● PROBLEM DESCRIPTION
Write out the data as a numbered list, skipping blank lines, from the line containing "target: shallow water" through the end of the data, both included.

━━━

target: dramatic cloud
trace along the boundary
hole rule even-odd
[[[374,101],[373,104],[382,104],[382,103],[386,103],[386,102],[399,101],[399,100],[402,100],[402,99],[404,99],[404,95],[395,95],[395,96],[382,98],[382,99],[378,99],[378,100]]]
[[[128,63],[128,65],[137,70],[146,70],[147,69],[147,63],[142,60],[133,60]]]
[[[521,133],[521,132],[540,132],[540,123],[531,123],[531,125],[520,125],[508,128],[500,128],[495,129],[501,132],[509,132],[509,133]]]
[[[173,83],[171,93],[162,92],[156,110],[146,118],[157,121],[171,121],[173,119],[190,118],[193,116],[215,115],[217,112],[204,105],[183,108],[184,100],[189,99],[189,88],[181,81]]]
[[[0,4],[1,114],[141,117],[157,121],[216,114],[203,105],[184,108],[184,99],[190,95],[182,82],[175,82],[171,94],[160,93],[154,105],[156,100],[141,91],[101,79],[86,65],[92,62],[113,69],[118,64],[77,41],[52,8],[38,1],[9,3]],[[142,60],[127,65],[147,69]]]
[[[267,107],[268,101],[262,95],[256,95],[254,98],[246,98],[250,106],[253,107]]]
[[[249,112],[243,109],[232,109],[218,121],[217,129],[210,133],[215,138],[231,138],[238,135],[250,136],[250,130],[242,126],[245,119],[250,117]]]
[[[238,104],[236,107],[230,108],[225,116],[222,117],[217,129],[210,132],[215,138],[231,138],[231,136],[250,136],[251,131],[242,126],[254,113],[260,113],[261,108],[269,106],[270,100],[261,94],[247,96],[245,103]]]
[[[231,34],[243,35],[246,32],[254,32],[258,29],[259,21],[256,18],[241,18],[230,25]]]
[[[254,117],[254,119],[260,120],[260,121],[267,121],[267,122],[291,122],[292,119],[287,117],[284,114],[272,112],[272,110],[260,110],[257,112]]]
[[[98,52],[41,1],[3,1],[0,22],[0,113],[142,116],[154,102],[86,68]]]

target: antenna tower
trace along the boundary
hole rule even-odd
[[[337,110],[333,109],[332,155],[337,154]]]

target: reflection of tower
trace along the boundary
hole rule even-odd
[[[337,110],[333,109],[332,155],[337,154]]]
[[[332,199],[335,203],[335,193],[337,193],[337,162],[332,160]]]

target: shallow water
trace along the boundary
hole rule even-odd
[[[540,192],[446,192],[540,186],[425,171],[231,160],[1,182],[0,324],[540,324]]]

━━━

● TASK OUTPUT
1. target: shallow water
2. trace along the boundary
3. hole rule even-odd
4. [[[540,192],[446,192],[540,186],[425,171],[231,160],[1,182],[0,324],[540,324]]]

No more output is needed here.